**正文**.
+-------+
Java 类名:com.alibaba.alink.operator.stream.onlinelearning.OnlineLearningStreamOp
Python 类名:OnlineLearningStreamOp
该组件是一个基于Pipeline模型的在线学习算法组件,支持多种在线学习模型,具体包括(LogisticRegression,SVM,LinearReg,FmClassifier,FmRegressor,Softmax),
并且支持多种在线优化算法,具体包括(Ftrl,SGD,ADAM,MOMENTUM,RMSProp,ADAGRAD)。另外该组件通过Pipeline模型Rebase的方式支持特征工程模型和在线学习模型同步更新。
+-------+
**任务要求**. 将上面介绍 OnlineLearningStreamOp 组件的正文逐字完整复制一遍。

[区域标注条目]
+-------+
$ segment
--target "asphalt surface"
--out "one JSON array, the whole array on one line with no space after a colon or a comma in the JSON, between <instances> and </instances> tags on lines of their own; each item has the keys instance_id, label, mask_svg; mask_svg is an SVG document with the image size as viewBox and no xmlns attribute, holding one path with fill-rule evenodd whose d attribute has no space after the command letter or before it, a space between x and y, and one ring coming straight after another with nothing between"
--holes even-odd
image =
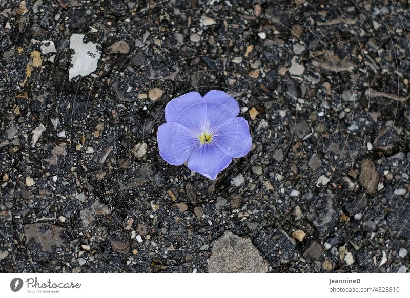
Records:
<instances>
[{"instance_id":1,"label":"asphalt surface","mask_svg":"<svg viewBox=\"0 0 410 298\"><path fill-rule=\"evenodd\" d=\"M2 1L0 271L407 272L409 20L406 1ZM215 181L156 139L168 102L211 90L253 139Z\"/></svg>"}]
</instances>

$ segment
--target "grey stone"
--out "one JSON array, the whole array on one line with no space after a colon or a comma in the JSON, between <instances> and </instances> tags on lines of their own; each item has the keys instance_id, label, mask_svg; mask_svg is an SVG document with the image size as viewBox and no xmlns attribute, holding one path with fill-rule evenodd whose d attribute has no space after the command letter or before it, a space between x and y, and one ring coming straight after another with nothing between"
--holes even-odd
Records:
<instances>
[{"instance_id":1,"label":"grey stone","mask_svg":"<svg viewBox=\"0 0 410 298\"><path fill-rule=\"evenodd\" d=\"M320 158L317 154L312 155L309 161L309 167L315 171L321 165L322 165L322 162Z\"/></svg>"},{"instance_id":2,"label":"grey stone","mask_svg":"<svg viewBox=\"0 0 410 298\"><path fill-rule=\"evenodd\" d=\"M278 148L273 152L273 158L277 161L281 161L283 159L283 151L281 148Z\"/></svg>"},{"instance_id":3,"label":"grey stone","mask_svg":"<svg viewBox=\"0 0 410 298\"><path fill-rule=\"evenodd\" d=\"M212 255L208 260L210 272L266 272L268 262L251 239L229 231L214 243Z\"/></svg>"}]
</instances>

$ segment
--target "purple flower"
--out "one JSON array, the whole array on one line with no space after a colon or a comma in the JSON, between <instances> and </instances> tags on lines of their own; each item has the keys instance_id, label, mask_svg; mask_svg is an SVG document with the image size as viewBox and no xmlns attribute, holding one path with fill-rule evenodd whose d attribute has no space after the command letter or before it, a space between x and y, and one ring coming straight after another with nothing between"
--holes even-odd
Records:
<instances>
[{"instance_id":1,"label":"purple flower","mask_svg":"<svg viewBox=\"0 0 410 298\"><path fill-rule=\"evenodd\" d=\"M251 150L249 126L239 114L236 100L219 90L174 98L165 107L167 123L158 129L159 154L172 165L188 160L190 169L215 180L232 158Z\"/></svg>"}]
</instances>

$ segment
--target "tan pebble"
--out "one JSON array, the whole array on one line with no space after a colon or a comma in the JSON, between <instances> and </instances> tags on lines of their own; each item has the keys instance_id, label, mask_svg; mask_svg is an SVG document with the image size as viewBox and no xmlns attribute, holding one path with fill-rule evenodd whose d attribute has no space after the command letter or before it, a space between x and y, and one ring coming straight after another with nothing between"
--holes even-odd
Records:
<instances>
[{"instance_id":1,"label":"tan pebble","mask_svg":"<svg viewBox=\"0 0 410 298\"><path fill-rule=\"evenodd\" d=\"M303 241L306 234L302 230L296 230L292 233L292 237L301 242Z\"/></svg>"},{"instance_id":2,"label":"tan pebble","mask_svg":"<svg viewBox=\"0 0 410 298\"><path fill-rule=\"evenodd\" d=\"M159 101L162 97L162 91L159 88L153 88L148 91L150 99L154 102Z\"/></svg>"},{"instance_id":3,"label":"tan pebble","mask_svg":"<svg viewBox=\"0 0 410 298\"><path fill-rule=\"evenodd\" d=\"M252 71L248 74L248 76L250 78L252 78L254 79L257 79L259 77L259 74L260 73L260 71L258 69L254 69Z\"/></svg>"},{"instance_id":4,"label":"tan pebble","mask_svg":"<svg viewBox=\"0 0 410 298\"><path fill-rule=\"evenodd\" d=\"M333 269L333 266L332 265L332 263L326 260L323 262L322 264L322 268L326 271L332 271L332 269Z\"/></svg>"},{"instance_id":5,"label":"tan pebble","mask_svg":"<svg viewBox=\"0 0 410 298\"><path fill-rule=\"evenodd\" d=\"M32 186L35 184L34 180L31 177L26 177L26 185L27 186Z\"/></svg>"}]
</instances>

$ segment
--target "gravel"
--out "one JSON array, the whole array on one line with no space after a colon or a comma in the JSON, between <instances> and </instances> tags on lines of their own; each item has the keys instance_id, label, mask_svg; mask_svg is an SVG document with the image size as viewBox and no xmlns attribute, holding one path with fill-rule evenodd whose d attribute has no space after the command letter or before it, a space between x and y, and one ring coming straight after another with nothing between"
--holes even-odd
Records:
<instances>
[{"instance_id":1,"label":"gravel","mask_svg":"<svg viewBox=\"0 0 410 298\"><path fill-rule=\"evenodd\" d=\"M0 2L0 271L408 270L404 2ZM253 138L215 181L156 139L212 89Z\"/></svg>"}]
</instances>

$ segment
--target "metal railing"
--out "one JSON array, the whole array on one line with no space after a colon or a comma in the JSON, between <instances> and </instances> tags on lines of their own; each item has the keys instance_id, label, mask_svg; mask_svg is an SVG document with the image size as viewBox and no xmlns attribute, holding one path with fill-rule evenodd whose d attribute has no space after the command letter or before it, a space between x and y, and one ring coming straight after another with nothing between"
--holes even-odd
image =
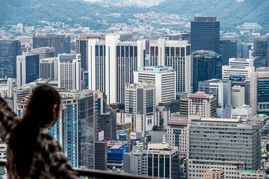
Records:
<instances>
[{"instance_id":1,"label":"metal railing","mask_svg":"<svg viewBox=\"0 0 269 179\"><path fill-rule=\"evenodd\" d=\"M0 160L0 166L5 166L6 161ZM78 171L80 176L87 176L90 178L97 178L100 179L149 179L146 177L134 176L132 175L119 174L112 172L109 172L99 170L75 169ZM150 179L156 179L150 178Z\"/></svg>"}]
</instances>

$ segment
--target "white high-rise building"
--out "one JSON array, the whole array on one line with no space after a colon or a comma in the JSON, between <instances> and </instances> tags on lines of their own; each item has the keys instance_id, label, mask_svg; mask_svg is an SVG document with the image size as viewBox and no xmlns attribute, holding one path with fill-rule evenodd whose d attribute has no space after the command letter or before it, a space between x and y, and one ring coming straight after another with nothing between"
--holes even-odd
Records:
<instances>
+-------+
**答案**.
Java 类名:com.alibaba.alink.operator.stream.onlinelearning.OnlineLearningStreamOp
Python 类名:OnlineLearningStreamOp
该组件是一个基于Pipeline模型的在线学习算法组件,支持多种在线学习模型,具体包括(LogisticRegression,SVM,LinearReg,FmClassifier,FmRegressor,Softmax),
并且支持多种在线优化算法,具体包括(Ftrl,SGD,ADAM,MOMENTUM,RMSProp,ADAGRAD)。另外该组件通过Pipeline模型Rebase的方式支持特征工程模型和在线学习模型同步更新。